Wiederhole wortgetreu die Zeilen des folgenden Materials von der Zeile mit „like point(567, 373).“ bis zum Ende des Materials. Beide Enden gehören dazu.

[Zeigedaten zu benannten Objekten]
--*--

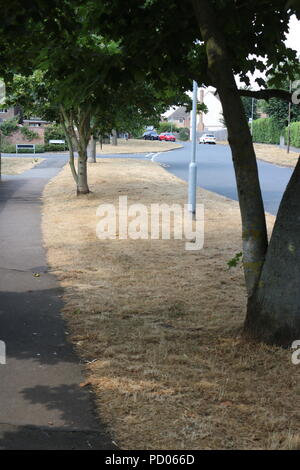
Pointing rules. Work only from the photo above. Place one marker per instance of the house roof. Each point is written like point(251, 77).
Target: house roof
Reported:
point(180, 113)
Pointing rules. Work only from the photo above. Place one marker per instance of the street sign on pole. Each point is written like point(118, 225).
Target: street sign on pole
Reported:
point(193, 163)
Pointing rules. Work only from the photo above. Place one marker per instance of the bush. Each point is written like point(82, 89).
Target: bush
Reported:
point(184, 134)
point(54, 132)
point(266, 131)
point(295, 134)
point(28, 133)
point(11, 148)
point(55, 147)
point(9, 126)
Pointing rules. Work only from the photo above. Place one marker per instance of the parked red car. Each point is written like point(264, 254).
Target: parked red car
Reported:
point(167, 136)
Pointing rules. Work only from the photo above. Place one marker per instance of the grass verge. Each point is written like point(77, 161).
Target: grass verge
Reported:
point(137, 146)
point(273, 154)
point(160, 326)
point(15, 166)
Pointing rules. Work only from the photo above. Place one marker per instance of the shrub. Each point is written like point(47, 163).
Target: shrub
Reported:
point(9, 126)
point(55, 147)
point(266, 130)
point(28, 133)
point(184, 134)
point(11, 148)
point(54, 132)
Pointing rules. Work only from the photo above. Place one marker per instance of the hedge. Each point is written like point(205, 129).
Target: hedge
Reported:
point(267, 131)
point(295, 134)
point(11, 148)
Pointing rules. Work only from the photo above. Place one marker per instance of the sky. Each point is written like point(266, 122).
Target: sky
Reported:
point(292, 41)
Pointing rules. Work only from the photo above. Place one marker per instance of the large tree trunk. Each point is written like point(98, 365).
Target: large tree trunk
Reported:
point(272, 274)
point(80, 139)
point(84, 134)
point(114, 140)
point(273, 314)
point(250, 199)
point(82, 182)
point(92, 150)
point(69, 138)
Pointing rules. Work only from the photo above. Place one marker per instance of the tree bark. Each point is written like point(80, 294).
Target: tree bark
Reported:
point(84, 134)
point(273, 314)
point(114, 140)
point(250, 199)
point(68, 133)
point(92, 150)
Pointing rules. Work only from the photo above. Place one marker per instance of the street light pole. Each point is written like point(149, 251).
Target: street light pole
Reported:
point(252, 112)
point(289, 123)
point(193, 164)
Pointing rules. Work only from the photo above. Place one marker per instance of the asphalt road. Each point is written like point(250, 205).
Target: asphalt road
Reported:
point(216, 173)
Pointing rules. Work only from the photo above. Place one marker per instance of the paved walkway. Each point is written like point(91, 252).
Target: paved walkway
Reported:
point(42, 405)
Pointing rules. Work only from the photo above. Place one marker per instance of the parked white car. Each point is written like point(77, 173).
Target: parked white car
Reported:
point(207, 139)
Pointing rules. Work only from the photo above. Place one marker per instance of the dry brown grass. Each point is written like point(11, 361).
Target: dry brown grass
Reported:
point(137, 146)
point(16, 165)
point(273, 154)
point(161, 326)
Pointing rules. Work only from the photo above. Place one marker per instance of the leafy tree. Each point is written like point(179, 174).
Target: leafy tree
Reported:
point(215, 41)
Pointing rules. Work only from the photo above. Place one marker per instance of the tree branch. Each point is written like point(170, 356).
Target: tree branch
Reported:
point(268, 94)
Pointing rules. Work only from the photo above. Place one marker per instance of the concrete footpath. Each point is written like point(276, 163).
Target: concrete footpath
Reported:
point(42, 405)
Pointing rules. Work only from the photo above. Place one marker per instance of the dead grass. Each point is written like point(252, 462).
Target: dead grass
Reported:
point(273, 154)
point(16, 165)
point(137, 146)
point(161, 326)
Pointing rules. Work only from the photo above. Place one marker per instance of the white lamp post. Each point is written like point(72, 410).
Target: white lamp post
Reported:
point(193, 163)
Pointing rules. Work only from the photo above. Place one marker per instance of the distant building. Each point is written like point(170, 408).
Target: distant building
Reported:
point(211, 121)
point(180, 117)
point(8, 113)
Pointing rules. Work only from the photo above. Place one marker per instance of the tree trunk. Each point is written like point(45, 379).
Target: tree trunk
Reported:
point(84, 134)
point(273, 314)
point(250, 199)
point(114, 140)
point(92, 150)
point(82, 182)
point(68, 134)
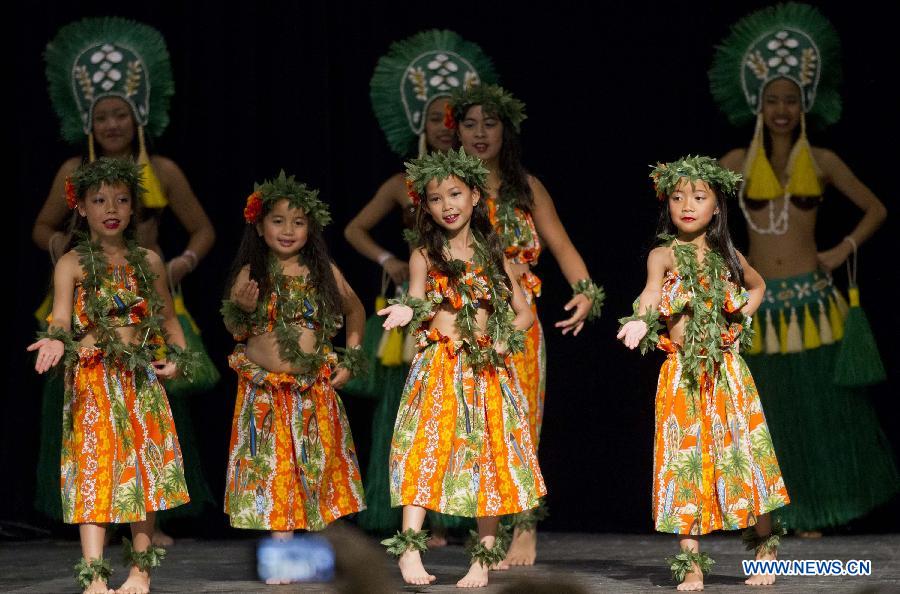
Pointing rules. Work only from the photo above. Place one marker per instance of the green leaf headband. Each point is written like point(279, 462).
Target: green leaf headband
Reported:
point(108, 57)
point(666, 176)
point(493, 99)
point(104, 171)
point(791, 41)
point(414, 73)
point(440, 166)
point(297, 194)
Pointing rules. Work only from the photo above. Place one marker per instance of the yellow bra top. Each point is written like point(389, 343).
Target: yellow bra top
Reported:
point(763, 184)
point(154, 197)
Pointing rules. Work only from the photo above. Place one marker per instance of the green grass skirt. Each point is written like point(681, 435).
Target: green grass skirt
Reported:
point(836, 461)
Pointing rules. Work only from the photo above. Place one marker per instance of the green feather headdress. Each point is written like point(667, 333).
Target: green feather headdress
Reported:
point(493, 99)
point(104, 171)
point(108, 57)
point(297, 194)
point(792, 41)
point(440, 166)
point(666, 176)
point(415, 72)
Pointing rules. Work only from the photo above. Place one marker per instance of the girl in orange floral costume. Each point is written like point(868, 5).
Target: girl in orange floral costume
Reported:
point(292, 463)
point(714, 464)
point(112, 319)
point(487, 119)
point(462, 443)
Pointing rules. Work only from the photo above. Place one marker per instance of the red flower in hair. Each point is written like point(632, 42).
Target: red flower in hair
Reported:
point(449, 120)
point(253, 208)
point(411, 192)
point(71, 194)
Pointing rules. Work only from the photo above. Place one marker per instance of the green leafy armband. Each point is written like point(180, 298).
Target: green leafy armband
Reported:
point(422, 308)
point(88, 571)
point(596, 294)
point(683, 563)
point(354, 360)
point(187, 361)
point(70, 347)
point(488, 557)
point(409, 540)
point(236, 318)
point(654, 326)
point(143, 560)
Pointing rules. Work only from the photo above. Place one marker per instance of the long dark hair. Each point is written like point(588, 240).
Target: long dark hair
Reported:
point(314, 255)
point(433, 238)
point(718, 237)
point(514, 186)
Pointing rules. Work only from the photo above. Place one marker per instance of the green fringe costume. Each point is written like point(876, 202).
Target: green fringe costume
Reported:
point(415, 71)
point(811, 357)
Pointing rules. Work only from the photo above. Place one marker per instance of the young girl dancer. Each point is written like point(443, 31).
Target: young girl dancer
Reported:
point(112, 319)
point(292, 463)
point(714, 464)
point(462, 444)
point(487, 119)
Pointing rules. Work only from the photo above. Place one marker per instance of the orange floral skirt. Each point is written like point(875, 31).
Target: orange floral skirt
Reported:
point(462, 443)
point(714, 466)
point(120, 454)
point(292, 463)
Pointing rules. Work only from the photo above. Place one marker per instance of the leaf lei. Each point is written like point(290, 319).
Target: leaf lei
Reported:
point(702, 350)
point(134, 356)
point(287, 336)
point(499, 326)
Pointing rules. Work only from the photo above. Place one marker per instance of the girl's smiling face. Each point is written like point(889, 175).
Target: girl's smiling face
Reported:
point(692, 206)
point(450, 203)
point(481, 134)
point(108, 210)
point(284, 229)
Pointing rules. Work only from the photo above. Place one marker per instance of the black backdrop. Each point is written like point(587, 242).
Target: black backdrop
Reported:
point(268, 85)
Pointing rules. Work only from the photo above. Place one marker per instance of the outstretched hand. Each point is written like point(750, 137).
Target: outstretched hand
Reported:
point(340, 378)
point(582, 306)
point(50, 352)
point(632, 333)
point(397, 315)
point(165, 369)
point(246, 295)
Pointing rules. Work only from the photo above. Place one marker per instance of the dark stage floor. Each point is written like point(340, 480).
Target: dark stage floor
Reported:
point(597, 563)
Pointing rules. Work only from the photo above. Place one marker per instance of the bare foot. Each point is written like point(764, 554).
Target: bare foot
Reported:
point(161, 539)
point(476, 578)
point(693, 581)
point(412, 569)
point(138, 582)
point(522, 550)
point(809, 533)
point(98, 586)
point(764, 579)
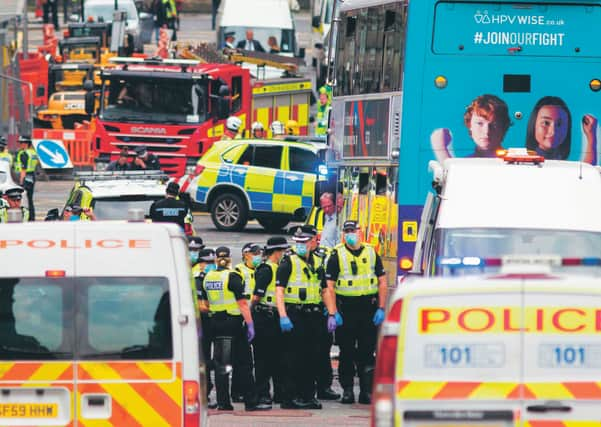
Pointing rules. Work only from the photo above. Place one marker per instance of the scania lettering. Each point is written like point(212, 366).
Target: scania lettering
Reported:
point(178, 108)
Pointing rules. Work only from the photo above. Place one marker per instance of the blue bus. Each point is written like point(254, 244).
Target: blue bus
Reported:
point(428, 80)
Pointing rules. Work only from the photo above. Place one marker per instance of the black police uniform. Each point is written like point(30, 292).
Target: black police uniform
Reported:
point(358, 335)
point(231, 347)
point(169, 209)
point(29, 183)
point(267, 345)
point(300, 347)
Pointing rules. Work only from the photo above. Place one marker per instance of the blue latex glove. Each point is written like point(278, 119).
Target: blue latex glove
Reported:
point(379, 316)
point(332, 324)
point(250, 331)
point(339, 320)
point(285, 324)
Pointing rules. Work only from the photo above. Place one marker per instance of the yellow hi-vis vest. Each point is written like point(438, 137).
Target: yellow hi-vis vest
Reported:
point(269, 297)
point(248, 274)
point(5, 156)
point(364, 281)
point(218, 294)
point(32, 160)
point(304, 277)
point(316, 218)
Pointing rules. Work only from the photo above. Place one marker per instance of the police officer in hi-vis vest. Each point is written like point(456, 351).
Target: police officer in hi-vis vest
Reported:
point(267, 345)
point(25, 166)
point(356, 298)
point(232, 329)
point(251, 258)
point(298, 295)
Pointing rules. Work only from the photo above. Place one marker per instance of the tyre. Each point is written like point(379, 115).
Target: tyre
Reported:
point(229, 212)
point(273, 225)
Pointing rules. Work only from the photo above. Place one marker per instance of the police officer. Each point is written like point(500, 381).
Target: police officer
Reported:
point(25, 166)
point(251, 257)
point(170, 209)
point(356, 298)
point(298, 294)
point(204, 264)
point(12, 200)
point(5, 156)
point(229, 310)
point(267, 344)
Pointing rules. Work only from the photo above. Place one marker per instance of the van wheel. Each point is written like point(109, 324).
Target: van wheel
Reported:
point(273, 225)
point(229, 212)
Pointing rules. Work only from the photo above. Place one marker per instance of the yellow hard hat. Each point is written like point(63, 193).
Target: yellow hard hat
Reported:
point(292, 127)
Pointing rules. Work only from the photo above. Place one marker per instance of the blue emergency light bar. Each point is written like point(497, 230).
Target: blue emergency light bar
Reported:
point(470, 261)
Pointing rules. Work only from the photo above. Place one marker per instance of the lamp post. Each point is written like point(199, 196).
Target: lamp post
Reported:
point(30, 85)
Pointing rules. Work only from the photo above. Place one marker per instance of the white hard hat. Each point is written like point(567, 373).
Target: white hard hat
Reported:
point(277, 128)
point(233, 123)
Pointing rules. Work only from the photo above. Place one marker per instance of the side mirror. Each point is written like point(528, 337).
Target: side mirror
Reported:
point(90, 101)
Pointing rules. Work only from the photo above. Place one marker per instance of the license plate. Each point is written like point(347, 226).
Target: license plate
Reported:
point(28, 410)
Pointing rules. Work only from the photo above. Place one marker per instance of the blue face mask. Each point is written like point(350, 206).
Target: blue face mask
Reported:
point(257, 260)
point(352, 239)
point(301, 249)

--*--

LÖSUNG DER AUFGABE
Pointing rules. Work only from the photo above. Place one marker per instance of the white hard hat. Each point is written like point(567, 373).
Target: white hard hat
Reported:
point(277, 128)
point(233, 123)
Pointing rules. Work only from the photo above. Place one marker per instance of the side mirror. Each point is written like point(528, 337).
Target: side mirror
Reported:
point(90, 101)
Pointing rules. Work only from the photo above. Place one marker per instance of the license plate. Each point is written like point(347, 226).
Target: license plate
Reported:
point(28, 410)
Pointing rules. Work only from the photo above. Place one marker per instance of the blue face mask. Each point is written like point(350, 206).
Target: blue face mask
Reported:
point(257, 260)
point(352, 239)
point(301, 249)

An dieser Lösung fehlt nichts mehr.